JOBS »
(a) According to the news excerpt about the Milly Dowler phone hacking, who represents the Dowler family?
(b) Collect each line of the listing below that contains the string "query".

SOURCE EXTRACT »
This could get interesting.

 

BBC News - News of the World 'hacked Milly Dowler phone'

 

 

 

News of the World 'hacked Milly Dowler phone'

 

An investigator working for the News of the World newspaper allegedly hacked into the mobile phone of murdered girl Milly Dowler, a lawyer has said.

 

Mark Lewis, who represents the Dowler family, said her parents were told by police that Glenn Mulcaire hacked into her phone while she was missing.

 

The Guardian has claimed he intercepted messages left by relatives and said the NoW deleted some it had listened to.

 

NoW owner, News Group Newspapers, has not yet responded to the reports.

 

Mr Lewis said the hacking dated from 2002 when the News of the World was under the editorship of Rebekah Brooks (nee Wade) - now News International's chief executive.

 

In a statement he said: "Sally and Bob Dowler have been through so much grief and trauma without further distressing revelations to them regarding the loss of their daughter.

RECORDS TO PROCESS »
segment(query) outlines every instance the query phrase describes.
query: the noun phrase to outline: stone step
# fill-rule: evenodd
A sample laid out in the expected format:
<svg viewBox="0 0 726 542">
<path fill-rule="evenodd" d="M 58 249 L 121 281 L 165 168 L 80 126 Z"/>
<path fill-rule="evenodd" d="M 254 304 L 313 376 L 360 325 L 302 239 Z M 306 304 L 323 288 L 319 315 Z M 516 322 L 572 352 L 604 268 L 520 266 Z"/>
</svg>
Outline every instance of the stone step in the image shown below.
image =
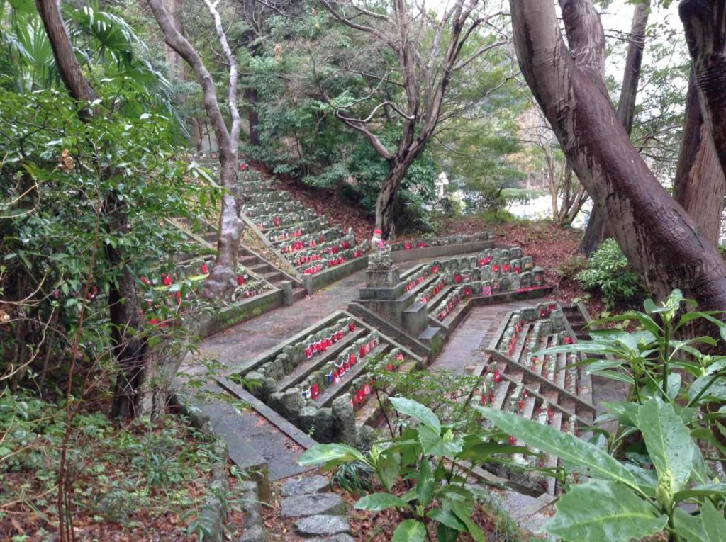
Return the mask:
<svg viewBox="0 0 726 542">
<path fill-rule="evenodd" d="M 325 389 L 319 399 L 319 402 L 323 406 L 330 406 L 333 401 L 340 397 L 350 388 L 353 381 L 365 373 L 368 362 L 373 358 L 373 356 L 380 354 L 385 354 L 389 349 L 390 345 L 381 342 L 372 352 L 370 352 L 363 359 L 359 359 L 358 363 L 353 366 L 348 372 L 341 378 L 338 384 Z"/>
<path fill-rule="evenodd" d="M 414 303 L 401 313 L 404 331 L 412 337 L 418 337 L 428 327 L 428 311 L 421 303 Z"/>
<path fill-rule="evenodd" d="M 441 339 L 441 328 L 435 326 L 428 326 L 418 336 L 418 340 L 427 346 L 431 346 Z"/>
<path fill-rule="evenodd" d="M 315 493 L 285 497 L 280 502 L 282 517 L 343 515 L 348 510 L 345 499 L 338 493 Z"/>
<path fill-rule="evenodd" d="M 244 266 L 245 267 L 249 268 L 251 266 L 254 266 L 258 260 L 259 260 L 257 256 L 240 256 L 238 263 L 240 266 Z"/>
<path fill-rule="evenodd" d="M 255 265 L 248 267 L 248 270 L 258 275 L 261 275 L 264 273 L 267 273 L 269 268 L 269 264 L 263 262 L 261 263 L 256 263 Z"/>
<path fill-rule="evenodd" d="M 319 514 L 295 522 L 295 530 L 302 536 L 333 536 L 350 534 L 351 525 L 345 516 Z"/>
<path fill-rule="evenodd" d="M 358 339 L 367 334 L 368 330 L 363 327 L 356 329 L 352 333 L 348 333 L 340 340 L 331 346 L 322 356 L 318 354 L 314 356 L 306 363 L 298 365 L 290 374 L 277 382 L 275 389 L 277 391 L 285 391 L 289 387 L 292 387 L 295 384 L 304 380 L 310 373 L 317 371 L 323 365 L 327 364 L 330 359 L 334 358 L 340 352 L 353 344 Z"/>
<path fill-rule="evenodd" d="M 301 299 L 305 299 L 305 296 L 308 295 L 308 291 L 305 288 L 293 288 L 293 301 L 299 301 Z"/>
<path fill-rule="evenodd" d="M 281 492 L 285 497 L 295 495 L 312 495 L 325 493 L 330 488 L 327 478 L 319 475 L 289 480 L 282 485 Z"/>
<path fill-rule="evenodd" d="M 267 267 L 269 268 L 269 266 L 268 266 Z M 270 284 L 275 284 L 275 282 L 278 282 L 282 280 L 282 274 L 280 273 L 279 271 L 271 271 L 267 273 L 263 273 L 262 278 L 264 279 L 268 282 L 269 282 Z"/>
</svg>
--
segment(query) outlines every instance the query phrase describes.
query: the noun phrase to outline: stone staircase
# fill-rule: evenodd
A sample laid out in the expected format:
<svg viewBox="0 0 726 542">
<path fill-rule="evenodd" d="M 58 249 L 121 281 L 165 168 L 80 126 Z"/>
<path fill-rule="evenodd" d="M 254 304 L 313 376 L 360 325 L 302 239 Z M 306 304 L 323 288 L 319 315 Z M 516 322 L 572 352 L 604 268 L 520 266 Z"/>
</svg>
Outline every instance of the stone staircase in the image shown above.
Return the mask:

RESPONSES PER TASK »
(a) Mark Lewis

(b)
segment(query) outlines every instance the query phrase describes.
query: the noun phrase to outline: stone step
segment(query) outlines every instance the query phrase describes.
query: the noun phrase to outline: stone staircase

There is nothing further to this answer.